--- Task ---
Only the lines from the beginning of the data below through the line containing "# Target: tower window" belong in the response, each copied exactly.

——————————

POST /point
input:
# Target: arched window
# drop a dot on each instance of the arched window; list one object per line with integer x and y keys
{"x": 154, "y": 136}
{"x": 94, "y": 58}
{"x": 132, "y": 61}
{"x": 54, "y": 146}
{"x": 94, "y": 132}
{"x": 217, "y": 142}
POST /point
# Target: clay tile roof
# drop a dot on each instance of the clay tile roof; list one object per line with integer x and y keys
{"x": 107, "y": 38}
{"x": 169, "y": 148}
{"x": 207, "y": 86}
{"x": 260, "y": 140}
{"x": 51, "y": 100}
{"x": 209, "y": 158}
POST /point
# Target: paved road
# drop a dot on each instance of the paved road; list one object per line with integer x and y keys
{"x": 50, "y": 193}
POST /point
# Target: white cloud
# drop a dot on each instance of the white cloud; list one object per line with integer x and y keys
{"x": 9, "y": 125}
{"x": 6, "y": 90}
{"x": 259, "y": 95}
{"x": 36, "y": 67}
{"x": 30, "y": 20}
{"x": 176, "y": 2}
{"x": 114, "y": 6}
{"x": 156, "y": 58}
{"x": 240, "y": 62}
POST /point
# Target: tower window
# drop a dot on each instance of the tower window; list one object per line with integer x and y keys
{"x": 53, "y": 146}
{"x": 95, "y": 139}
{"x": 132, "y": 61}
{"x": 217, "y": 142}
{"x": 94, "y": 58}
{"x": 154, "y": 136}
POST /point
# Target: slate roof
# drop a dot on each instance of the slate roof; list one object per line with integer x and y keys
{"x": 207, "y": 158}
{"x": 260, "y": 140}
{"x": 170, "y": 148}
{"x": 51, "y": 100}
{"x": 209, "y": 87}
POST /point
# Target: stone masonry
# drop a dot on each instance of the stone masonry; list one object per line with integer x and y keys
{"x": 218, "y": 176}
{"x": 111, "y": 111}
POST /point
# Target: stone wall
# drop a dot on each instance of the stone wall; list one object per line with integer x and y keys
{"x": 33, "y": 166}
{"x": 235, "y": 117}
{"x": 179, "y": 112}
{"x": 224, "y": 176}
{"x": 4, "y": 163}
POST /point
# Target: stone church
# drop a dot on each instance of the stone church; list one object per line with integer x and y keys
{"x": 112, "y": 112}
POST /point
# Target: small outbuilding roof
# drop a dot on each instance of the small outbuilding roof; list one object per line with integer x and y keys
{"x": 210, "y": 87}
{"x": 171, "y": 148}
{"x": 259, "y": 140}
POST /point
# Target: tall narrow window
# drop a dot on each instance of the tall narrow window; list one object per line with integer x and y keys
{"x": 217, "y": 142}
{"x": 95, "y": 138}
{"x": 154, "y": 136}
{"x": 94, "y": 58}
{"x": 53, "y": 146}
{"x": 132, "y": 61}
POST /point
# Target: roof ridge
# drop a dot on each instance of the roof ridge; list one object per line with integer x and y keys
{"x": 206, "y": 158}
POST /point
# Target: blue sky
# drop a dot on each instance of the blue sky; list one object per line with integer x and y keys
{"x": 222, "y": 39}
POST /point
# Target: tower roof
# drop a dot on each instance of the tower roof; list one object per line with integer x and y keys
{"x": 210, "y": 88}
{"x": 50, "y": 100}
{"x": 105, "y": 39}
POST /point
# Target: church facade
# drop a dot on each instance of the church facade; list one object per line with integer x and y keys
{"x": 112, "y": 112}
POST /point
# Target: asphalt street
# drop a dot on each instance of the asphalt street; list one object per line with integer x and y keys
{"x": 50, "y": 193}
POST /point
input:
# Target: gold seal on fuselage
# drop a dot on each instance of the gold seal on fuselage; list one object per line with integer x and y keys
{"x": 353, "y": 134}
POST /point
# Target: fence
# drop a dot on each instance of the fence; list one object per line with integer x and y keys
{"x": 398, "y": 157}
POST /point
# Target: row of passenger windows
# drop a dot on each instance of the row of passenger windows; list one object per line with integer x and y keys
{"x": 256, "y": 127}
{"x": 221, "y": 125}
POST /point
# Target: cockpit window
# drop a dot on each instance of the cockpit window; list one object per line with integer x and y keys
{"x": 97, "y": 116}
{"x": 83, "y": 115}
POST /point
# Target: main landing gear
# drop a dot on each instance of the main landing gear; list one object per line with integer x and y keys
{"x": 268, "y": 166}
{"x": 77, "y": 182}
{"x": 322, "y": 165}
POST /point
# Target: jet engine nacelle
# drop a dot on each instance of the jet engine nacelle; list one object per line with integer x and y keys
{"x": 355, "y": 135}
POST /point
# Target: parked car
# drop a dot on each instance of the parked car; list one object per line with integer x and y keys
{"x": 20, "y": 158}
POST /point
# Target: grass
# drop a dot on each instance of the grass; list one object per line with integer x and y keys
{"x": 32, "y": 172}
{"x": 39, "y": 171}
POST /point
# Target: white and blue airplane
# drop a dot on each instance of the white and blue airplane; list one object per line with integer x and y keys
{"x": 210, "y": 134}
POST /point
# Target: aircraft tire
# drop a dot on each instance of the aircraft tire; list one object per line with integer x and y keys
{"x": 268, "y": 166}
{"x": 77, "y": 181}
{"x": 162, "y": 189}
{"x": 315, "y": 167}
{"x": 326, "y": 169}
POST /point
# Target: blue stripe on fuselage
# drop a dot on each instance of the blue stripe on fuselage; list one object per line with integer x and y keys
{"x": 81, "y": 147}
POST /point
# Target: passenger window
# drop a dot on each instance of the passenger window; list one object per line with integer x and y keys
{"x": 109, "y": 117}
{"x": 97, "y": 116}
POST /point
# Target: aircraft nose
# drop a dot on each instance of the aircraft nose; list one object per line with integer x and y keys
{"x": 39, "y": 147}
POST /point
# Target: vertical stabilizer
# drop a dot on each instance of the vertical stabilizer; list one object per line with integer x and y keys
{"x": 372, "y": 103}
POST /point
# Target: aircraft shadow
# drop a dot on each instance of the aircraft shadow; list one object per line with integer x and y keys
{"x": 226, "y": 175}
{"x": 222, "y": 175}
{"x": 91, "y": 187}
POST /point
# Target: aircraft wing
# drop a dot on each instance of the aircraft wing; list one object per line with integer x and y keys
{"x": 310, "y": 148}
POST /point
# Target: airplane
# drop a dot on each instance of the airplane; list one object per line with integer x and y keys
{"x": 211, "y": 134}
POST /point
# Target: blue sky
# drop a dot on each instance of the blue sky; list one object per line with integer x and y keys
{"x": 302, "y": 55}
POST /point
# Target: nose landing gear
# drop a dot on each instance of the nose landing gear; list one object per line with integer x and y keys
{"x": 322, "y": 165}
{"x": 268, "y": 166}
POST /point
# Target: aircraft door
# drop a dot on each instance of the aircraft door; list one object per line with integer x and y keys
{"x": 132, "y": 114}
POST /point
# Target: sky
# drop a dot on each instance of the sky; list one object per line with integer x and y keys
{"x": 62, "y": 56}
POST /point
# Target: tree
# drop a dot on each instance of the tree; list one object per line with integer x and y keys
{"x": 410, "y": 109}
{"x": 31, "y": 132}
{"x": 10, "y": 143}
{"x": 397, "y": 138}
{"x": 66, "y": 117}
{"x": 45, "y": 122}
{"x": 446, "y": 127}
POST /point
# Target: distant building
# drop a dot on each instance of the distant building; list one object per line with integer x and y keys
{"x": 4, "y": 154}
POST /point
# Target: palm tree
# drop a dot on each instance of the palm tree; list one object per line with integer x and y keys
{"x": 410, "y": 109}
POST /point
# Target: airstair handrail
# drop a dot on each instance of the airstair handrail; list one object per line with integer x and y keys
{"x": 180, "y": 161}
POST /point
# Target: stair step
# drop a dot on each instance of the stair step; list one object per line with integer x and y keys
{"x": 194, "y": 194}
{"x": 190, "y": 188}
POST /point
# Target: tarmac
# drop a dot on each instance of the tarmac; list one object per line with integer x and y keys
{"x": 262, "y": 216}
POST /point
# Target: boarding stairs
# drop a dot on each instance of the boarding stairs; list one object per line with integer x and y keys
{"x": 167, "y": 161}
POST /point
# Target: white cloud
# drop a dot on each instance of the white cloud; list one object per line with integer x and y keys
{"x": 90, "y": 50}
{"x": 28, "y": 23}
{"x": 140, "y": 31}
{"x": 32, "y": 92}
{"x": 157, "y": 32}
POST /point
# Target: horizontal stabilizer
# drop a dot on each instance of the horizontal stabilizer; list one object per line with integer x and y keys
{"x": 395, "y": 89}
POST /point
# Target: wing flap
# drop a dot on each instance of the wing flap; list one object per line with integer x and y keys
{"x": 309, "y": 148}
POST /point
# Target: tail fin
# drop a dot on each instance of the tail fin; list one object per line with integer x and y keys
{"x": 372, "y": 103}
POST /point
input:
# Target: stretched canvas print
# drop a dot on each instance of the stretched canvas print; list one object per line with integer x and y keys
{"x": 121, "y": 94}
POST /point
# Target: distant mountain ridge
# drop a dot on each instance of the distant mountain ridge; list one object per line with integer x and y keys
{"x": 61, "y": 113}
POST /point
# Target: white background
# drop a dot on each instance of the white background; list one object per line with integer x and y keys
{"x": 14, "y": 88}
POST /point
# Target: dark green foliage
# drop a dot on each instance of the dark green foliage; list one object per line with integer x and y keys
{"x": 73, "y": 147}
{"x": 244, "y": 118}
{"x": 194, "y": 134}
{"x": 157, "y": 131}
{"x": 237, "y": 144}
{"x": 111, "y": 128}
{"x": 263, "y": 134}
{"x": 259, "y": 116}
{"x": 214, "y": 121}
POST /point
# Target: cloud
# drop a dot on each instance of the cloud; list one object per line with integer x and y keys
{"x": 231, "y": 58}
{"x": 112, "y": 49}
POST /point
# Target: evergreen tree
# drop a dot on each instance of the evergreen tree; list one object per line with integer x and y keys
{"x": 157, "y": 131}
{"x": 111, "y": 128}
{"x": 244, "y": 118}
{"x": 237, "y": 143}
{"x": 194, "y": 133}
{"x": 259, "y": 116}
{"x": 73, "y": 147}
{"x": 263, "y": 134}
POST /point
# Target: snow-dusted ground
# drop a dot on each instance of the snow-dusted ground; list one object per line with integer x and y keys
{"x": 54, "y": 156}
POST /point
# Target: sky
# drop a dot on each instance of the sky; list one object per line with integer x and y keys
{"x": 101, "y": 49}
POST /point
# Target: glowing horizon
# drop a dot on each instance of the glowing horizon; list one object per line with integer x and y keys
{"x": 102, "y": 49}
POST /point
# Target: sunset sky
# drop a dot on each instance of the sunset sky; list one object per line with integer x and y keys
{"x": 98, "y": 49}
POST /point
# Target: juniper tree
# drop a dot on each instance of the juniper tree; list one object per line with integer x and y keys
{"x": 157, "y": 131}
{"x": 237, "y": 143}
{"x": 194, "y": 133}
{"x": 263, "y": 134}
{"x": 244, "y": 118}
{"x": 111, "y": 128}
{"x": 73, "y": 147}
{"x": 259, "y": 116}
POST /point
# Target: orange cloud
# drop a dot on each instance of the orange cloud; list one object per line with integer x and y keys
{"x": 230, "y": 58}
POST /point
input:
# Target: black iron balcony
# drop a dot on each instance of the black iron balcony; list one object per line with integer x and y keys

——————————

--- Output ---
POST /point
input:
# Target: arched window
# drop a dot on each instance of the arched window; list one object per line with integer x and y keys
{"x": 154, "y": 136}
{"x": 94, "y": 58}
{"x": 132, "y": 61}
{"x": 54, "y": 146}
{"x": 94, "y": 132}
{"x": 217, "y": 142}
POST /point
# Target: clay tile roof
# drop a dot on each instance of the clay tile roof; list one object per line with integer x and y keys
{"x": 107, "y": 38}
{"x": 169, "y": 148}
{"x": 207, "y": 86}
{"x": 260, "y": 140}
{"x": 51, "y": 100}
{"x": 209, "y": 158}
POST /point
# Target: paved road
# drop a dot on each instance of the paved road; list one object per line with integer x and y keys
{"x": 50, "y": 193}
POST /point
# Target: white cloud
# drop a dot on each instance of the white cloud; list one object per line with integer x and y keys
{"x": 9, "y": 125}
{"x": 6, "y": 90}
{"x": 259, "y": 95}
{"x": 36, "y": 67}
{"x": 30, "y": 20}
{"x": 176, "y": 2}
{"x": 114, "y": 6}
{"x": 156, "y": 58}
{"x": 240, "y": 62}
POST /point
# Target: tower window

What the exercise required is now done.